• Quoted text

= = =

Zeolite facies describes the mineral assemblage resulting from the pressure and temperature conditions of low-grade metamorphism.
The zeolite facies is generally considered to be transitional between diagenetic processes which turn sediments into sedimentary rocks, and prehnite-pumpellyite facies, which is a hallmark of subseafloor alteration of the oceanic crust around mid-ocean ridge spreading centres. The zeolite and prehnite-pumpellyite facies are considered burial metamorphism as the processes of orogenic regional metamorphism are not required.
Zeolite facies is most often experienced by pelitic sediments; rocks rich in aluminium, silica, potassium and sodium, but generally low in iron, magnesium and calcium. Zeolite facies metamorphism usually results in the production of low temperature clay minerals into higher temperature polymorphs such as kaolinite and vermiculite.
Mineral assemblages include kaolinite and montmorillonite with laumontite, wairakite, prehnite, calcite and chlorite. Phengite and adularia occur in potassium rich rocks. Minerals in this series include zeolites, albite, and quartz.

= = =

• Task instructions
(1) In the zeolite facies passage, which minerals occur in potassium-rich rocks?
(2) Please copy word for word from the zeolite facies passage, beginning at the words that have "Zeolite facies is most" and stopping after "kaolinite and vermiculite.".

• Data
= = =

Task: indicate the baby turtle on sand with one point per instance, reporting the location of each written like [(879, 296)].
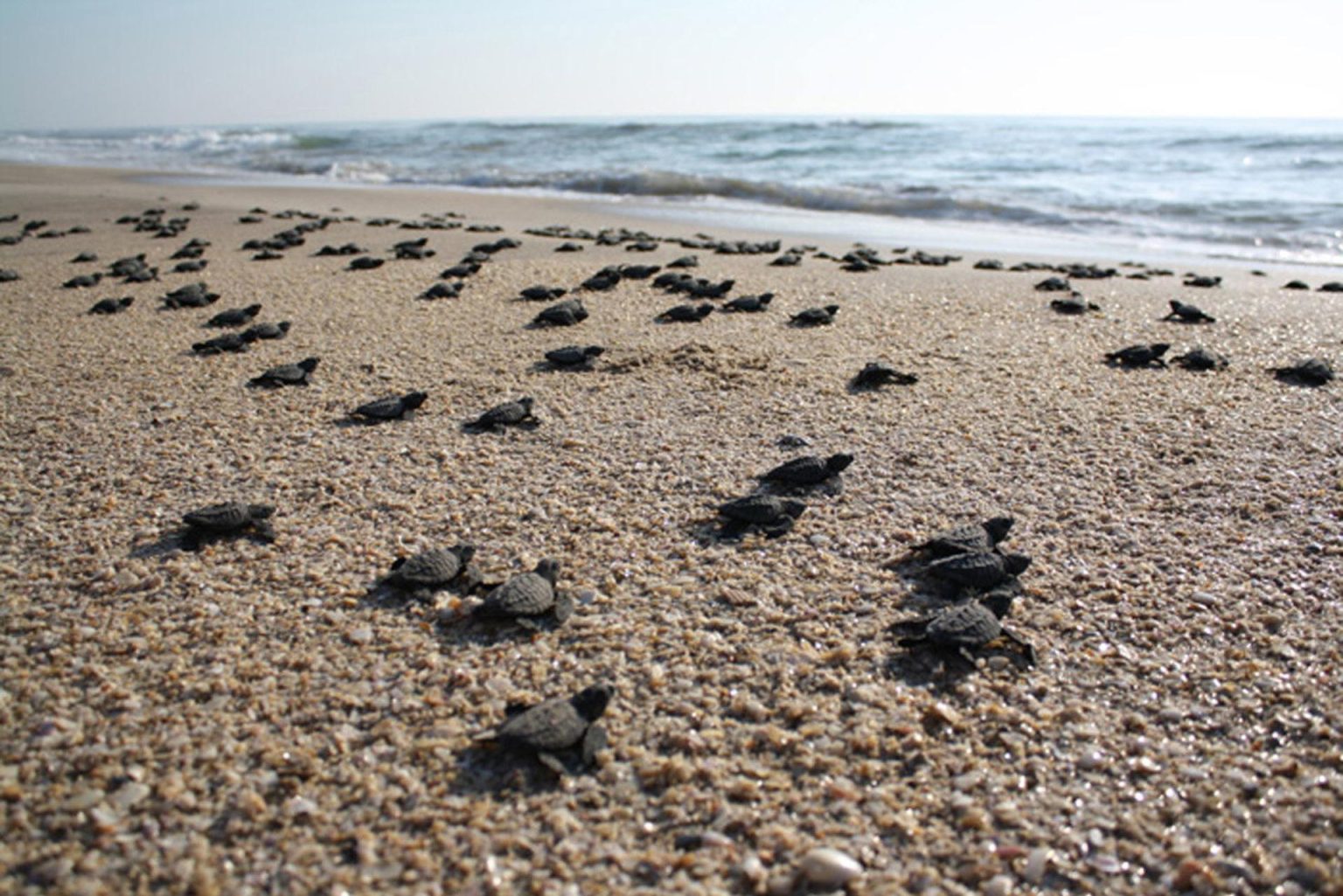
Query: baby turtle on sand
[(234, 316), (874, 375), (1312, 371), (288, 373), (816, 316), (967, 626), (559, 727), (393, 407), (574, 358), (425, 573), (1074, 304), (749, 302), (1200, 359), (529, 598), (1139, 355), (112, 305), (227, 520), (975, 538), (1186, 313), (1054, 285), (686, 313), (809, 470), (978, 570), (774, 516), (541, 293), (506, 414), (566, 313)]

= = =

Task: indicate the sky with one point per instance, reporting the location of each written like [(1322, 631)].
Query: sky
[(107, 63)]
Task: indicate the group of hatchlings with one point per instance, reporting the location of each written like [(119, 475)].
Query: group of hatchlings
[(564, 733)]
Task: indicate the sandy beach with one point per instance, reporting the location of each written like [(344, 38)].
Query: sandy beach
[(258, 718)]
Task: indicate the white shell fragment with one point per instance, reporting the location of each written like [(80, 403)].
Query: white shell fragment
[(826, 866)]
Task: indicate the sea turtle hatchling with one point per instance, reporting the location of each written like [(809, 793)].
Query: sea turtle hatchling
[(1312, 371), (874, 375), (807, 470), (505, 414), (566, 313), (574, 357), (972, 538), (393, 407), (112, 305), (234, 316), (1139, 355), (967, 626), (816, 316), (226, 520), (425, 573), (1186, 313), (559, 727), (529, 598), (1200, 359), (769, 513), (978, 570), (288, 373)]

= = =

• Written responses
(1) Phengite and adularia.

(2)
Zeolite facies is most often experienced by pelitic sediments; rocks rich in aluminium, silica, potassium and sodium, but generally low in iron, magnesium and calcium. Zeolite facies metamorphism usually results in the production of low temperature clay minerals into higher temperature polymorphs such as kaolinite and vermiculite.